Prompt
Extract precisely the lines that run from the line containing "wooden plank, each" to the end of the records below, with both ends included and pictures omitted.

_ _ _ _

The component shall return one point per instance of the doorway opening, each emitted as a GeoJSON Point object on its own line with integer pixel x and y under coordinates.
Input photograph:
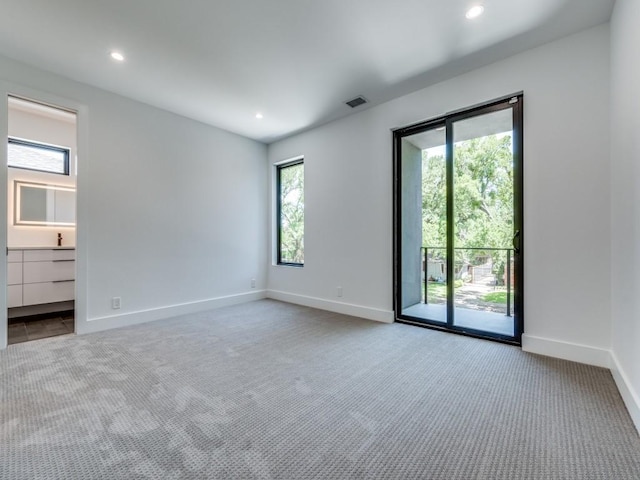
{"type": "Point", "coordinates": [41, 220]}
{"type": "Point", "coordinates": [458, 222]}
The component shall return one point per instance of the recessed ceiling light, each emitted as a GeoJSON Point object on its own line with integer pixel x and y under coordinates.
{"type": "Point", "coordinates": [117, 56]}
{"type": "Point", "coordinates": [474, 11]}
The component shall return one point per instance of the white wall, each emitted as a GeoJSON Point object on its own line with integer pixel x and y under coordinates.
{"type": "Point", "coordinates": [40, 128]}
{"type": "Point", "coordinates": [625, 208]}
{"type": "Point", "coordinates": [348, 195]}
{"type": "Point", "coordinates": [172, 214]}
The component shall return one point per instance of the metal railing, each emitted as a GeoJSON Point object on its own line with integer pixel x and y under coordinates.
{"type": "Point", "coordinates": [480, 249]}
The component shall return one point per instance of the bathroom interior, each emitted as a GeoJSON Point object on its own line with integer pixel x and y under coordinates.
{"type": "Point", "coordinates": [41, 213]}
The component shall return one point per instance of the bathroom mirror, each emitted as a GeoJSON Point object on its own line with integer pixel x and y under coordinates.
{"type": "Point", "coordinates": [44, 205]}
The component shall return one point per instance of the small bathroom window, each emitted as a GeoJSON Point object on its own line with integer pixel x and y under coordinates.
{"type": "Point", "coordinates": [37, 156]}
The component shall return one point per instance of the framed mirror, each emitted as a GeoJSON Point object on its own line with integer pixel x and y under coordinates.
{"type": "Point", "coordinates": [44, 205]}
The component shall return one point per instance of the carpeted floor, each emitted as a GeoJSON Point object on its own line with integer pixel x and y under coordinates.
{"type": "Point", "coordinates": [271, 390]}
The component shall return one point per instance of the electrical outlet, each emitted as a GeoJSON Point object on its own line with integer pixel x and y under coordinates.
{"type": "Point", "coordinates": [115, 303]}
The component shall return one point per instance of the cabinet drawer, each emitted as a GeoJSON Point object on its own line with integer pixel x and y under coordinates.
{"type": "Point", "coordinates": [14, 256]}
{"type": "Point", "coordinates": [14, 296]}
{"type": "Point", "coordinates": [48, 255]}
{"type": "Point", "coordinates": [14, 273]}
{"type": "Point", "coordinates": [48, 292]}
{"type": "Point", "coordinates": [34, 272]}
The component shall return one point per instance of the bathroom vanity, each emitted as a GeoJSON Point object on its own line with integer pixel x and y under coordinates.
{"type": "Point", "coordinates": [40, 276]}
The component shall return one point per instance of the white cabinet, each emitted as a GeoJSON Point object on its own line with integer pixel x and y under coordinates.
{"type": "Point", "coordinates": [37, 276]}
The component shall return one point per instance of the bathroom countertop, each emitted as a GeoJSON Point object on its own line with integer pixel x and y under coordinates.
{"type": "Point", "coordinates": [44, 247]}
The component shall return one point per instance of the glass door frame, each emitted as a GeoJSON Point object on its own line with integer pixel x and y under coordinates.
{"type": "Point", "coordinates": [515, 103]}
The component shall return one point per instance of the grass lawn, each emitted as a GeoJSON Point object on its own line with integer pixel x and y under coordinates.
{"type": "Point", "coordinates": [438, 291]}
{"type": "Point", "coordinates": [496, 297]}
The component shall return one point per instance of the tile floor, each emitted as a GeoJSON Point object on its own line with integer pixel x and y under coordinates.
{"type": "Point", "coordinates": [23, 331]}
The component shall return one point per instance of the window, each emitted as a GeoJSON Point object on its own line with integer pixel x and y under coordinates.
{"type": "Point", "coordinates": [37, 156]}
{"type": "Point", "coordinates": [290, 188]}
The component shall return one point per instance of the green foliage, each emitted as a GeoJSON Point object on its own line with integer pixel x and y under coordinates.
{"type": "Point", "coordinates": [292, 214]}
{"type": "Point", "coordinates": [483, 196]}
{"type": "Point", "coordinates": [496, 297]}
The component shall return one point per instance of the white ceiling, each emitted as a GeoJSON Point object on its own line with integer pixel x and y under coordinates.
{"type": "Point", "coordinates": [296, 61]}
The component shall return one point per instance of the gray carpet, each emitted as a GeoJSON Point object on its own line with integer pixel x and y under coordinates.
{"type": "Point", "coordinates": [270, 390]}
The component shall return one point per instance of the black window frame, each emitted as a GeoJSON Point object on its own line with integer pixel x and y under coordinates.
{"type": "Point", "coordinates": [41, 146]}
{"type": "Point", "coordinates": [279, 168]}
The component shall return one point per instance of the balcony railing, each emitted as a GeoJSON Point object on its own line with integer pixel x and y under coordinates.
{"type": "Point", "coordinates": [460, 265]}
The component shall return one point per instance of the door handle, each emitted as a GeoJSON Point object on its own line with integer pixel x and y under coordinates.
{"type": "Point", "coordinates": [516, 236]}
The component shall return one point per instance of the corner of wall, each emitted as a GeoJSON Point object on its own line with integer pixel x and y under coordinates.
{"type": "Point", "coordinates": [574, 352]}
{"type": "Point", "coordinates": [629, 395]}
{"type": "Point", "coordinates": [367, 313]}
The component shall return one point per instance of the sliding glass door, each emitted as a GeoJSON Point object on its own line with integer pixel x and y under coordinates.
{"type": "Point", "coordinates": [458, 221]}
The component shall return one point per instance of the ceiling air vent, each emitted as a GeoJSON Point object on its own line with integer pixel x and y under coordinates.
{"type": "Point", "coordinates": [356, 102]}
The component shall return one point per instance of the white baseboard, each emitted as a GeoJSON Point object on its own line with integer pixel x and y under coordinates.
{"type": "Point", "coordinates": [574, 352]}
{"type": "Point", "coordinates": [384, 316]}
{"type": "Point", "coordinates": [143, 316]}
{"type": "Point", "coordinates": [629, 395]}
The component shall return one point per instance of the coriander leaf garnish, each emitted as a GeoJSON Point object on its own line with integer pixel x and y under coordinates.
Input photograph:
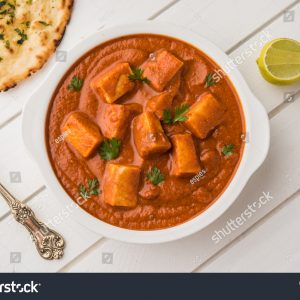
{"type": "Point", "coordinates": [91, 190]}
{"type": "Point", "coordinates": [227, 149]}
{"type": "Point", "coordinates": [23, 36]}
{"type": "Point", "coordinates": [179, 116]}
{"type": "Point", "coordinates": [44, 23]}
{"type": "Point", "coordinates": [167, 116]}
{"type": "Point", "coordinates": [209, 80]}
{"type": "Point", "coordinates": [110, 149]}
{"type": "Point", "coordinates": [27, 24]}
{"type": "Point", "coordinates": [180, 112]}
{"type": "Point", "coordinates": [76, 84]}
{"type": "Point", "coordinates": [138, 76]}
{"type": "Point", "coordinates": [155, 176]}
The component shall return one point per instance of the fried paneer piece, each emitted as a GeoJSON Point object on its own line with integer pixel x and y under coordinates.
{"type": "Point", "coordinates": [115, 120]}
{"type": "Point", "coordinates": [120, 185]}
{"type": "Point", "coordinates": [114, 83]}
{"type": "Point", "coordinates": [204, 115]}
{"type": "Point", "coordinates": [149, 137]}
{"type": "Point", "coordinates": [82, 133]}
{"type": "Point", "coordinates": [159, 103]}
{"type": "Point", "coordinates": [161, 68]}
{"type": "Point", "coordinates": [184, 157]}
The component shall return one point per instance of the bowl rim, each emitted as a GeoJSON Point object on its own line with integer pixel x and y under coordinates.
{"type": "Point", "coordinates": [256, 120]}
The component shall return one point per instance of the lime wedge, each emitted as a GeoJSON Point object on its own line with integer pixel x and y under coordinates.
{"type": "Point", "coordinates": [279, 61]}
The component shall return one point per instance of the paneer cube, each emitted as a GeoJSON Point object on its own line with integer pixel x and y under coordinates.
{"type": "Point", "coordinates": [120, 185]}
{"type": "Point", "coordinates": [149, 137]}
{"type": "Point", "coordinates": [184, 157]}
{"type": "Point", "coordinates": [114, 83]}
{"type": "Point", "coordinates": [204, 115]}
{"type": "Point", "coordinates": [82, 133]}
{"type": "Point", "coordinates": [114, 120]}
{"type": "Point", "coordinates": [161, 68]}
{"type": "Point", "coordinates": [159, 103]}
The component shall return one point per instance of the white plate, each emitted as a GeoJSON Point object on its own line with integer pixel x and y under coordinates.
{"type": "Point", "coordinates": [255, 151]}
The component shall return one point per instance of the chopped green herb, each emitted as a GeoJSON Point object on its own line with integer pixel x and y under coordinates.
{"type": "Point", "coordinates": [27, 24]}
{"type": "Point", "coordinates": [110, 149]}
{"type": "Point", "coordinates": [179, 116]}
{"type": "Point", "coordinates": [227, 149]}
{"type": "Point", "coordinates": [44, 23]}
{"type": "Point", "coordinates": [209, 80]}
{"type": "Point", "coordinates": [91, 190]}
{"type": "Point", "coordinates": [23, 36]}
{"type": "Point", "coordinates": [155, 176]}
{"type": "Point", "coordinates": [8, 10]}
{"type": "Point", "coordinates": [76, 84]}
{"type": "Point", "coordinates": [138, 76]}
{"type": "Point", "coordinates": [167, 116]}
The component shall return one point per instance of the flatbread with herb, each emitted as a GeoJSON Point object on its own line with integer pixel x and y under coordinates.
{"type": "Point", "coordinates": [30, 31]}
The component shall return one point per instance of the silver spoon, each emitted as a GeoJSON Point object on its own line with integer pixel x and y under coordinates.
{"type": "Point", "coordinates": [49, 243]}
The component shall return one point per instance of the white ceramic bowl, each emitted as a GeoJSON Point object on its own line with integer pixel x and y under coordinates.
{"type": "Point", "coordinates": [255, 151]}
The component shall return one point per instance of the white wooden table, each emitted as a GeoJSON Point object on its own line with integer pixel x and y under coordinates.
{"type": "Point", "coordinates": [268, 241]}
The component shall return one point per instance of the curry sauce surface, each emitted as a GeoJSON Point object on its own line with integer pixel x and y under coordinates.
{"type": "Point", "coordinates": [178, 199]}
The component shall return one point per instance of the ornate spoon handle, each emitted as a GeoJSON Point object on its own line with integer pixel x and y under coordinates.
{"type": "Point", "coordinates": [49, 243]}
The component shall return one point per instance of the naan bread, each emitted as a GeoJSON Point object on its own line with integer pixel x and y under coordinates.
{"type": "Point", "coordinates": [30, 30]}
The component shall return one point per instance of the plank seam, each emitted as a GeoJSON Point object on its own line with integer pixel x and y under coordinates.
{"type": "Point", "coordinates": [83, 254]}
{"type": "Point", "coordinates": [249, 230]}
{"type": "Point", "coordinates": [26, 200]}
{"type": "Point", "coordinates": [261, 27]}
{"type": "Point", "coordinates": [163, 9]}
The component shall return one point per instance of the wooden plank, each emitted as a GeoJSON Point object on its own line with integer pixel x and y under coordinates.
{"type": "Point", "coordinates": [272, 97]}
{"type": "Point", "coordinates": [206, 17]}
{"type": "Point", "coordinates": [192, 260]}
{"type": "Point", "coordinates": [269, 94]}
{"type": "Point", "coordinates": [18, 172]}
{"type": "Point", "coordinates": [278, 176]}
{"type": "Point", "coordinates": [270, 246]}
{"type": "Point", "coordinates": [224, 22]}
{"type": "Point", "coordinates": [86, 19]}
{"type": "Point", "coordinates": [14, 238]}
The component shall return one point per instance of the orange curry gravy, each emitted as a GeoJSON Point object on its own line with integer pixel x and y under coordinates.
{"type": "Point", "coordinates": [176, 199]}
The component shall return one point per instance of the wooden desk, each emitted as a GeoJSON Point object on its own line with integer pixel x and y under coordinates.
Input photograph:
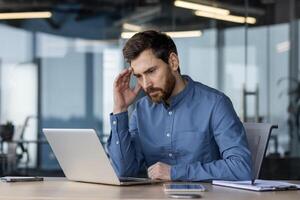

_ _ _ _

Result for this task
The component shall return one point per instance of the wooden plank, each emitted as a GeoJSON Point object on its own line with integer pixel x and y under coordinates.
{"type": "Point", "coordinates": [272, 97]}
{"type": "Point", "coordinates": [206, 17]}
{"type": "Point", "coordinates": [192, 260]}
{"type": "Point", "coordinates": [269, 94]}
{"type": "Point", "coordinates": [18, 172]}
{"type": "Point", "coordinates": [278, 176]}
{"type": "Point", "coordinates": [270, 246]}
{"type": "Point", "coordinates": [224, 22]}
{"type": "Point", "coordinates": [86, 19]}
{"type": "Point", "coordinates": [14, 238]}
The component shall return one point per instance of the orange curry gravy, each emitted as a GeoJSON Point object on its own line with integer pixel x and y under coordinates.
{"type": "Point", "coordinates": [176, 199]}
The component shall return one point per instance of the wooden desk, each emitted as a GeoJSON Point object on its own line with integer pixel x and y under coordinates.
Input photograph:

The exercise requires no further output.